■ **Goal a**
List every distinct year mentioned in the passage on trade and wages.

To see the irrelevance of trade to total employment, we need only observe that, between 1965 and 2006, the share of imports in the U.S. economy nearly quadrupled, from 4.4 percent of GDP to 16.8 percent. Yet, reflecting growth in the labor force, employment more than doubled during that time, and the unemployment rate was at about 4-1/2 percent at both the beginning and end of the period. Furthermore, average real compensation per hour in the United States has nearly doubled since 1965.
HAHAHA. This man is a good devil, isn't he? He includes wage hike numbers from 1965! And when did the trade deficit begin?
1972! And when did inflation begin to pass the wage hikes workers demanded? Well, for non-unionized workers, that is the year they ceased getting raises faster than the rate of inflation! And for union workers, there was a 7 year time lag when they struggled to keep up with inflation that rose to over 16%! But then Reagan came in and began killing the ability to strike which no longer exists since workers can be fired and scabs brought in with impunity. Since 1984, wages of all working people have FALLEN in real and in inflationary terms. They kept above the water by having all the wives go to work so one-wage families are now 2 or more. But they are counted as households so it looks like wages doubled when they didn't, they simply kept up...barely...but at a price.
To sum up, international trade in goods, services, and assets, like other forms of market-based exchange, allows us to transform what we have into what we need or want under increasingly beneficial terms. Trade allows us to enjoy both a more productive economy and higher living standards.
True, our living standards have gone up...around $9 trillion of this improvement is in red ink in trade AND another $9 trillion in government red ink! $18 trillion in the red isn't the sign of a healthy economy, it is a sign we are bleeding to death!
And Bernanke knows this. He has the same data I have. Maybe because I have had to struggle to live all my life and thus, I know what is going on at the bottom half as well as the top half, having lived at both ends, I know that things are not well at all and the price we are paying for this 'wealth' is going to be more than we can afford in the bitter end.
The 'economic' folderol never made much of an impression on me. They said the means of production in the USA was right at hand, but the companies simply shut their doors during the 'Great Depression', and I believe that. But now, this time around, the means of production have been shipped overseas. There are not even any doors left to shut! This is much scarier than some stupid 'Depression'. And most of the kids I know are not skilled at anything much. If I am at all smart, I would say this spells D-O-O-M.

■ **Goal b**
Render the saved data entries as a JSON list of strings, covering everything from the line containing "the black equipment" down to the last line of the entries. Use one string per line and leave out blank lines.

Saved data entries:
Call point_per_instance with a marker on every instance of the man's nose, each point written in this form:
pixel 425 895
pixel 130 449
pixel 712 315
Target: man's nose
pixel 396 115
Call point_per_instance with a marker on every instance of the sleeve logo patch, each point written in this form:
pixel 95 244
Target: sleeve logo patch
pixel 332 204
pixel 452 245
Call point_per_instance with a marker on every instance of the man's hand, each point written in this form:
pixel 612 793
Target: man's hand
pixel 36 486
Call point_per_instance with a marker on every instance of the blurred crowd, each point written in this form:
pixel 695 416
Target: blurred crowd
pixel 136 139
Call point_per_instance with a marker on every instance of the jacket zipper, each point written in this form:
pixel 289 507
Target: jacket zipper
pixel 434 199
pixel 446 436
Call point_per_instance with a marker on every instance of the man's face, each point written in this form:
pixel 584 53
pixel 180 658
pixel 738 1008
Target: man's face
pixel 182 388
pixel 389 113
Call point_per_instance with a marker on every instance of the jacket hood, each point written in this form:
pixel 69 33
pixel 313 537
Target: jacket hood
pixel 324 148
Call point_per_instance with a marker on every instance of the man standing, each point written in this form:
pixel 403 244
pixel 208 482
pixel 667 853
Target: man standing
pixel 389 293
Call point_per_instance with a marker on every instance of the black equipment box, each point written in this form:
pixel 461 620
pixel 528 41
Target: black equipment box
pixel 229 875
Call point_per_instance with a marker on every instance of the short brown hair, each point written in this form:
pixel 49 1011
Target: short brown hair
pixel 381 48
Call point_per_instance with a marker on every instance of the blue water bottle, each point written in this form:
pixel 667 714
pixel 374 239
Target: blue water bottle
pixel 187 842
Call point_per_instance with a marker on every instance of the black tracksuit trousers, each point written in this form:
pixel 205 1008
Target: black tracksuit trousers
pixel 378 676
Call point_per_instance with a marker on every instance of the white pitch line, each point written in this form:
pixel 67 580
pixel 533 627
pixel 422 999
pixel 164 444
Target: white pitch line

■ **Solution a**
1965, 2006, 1972, 1984

■ **Solution b**
[
  "Call point_per_instance with a marker on every instance of the black equipment box, each point written in this form:",
  "pixel 461 620",
  "pixel 528 41",
  "Target: black equipment box",
  "pixel 229 875",
  "Call point_per_instance with a marker on every instance of the short brown hair, each point written in this form:",
  "pixel 49 1011",
  "Target: short brown hair",
  "pixel 381 48",
  "Call point_per_instance with a marker on every instance of the blue water bottle, each point written in this form:",
  "pixel 667 714",
  "pixel 374 239",
  "Target: blue water bottle",
  "pixel 187 842",
  "Call point_per_instance with a marker on every instance of the black tracksuit trousers, each point written in this form:",
  "pixel 205 1008",
  "Target: black tracksuit trousers",
  "pixel 378 676",
  "Call point_per_instance with a marker on every instance of the white pitch line, each point written in this form:",
  "pixel 67 580",
  "pixel 533 627",
  "pixel 422 999",
  "pixel 164 444",
  "Target: white pitch line"
]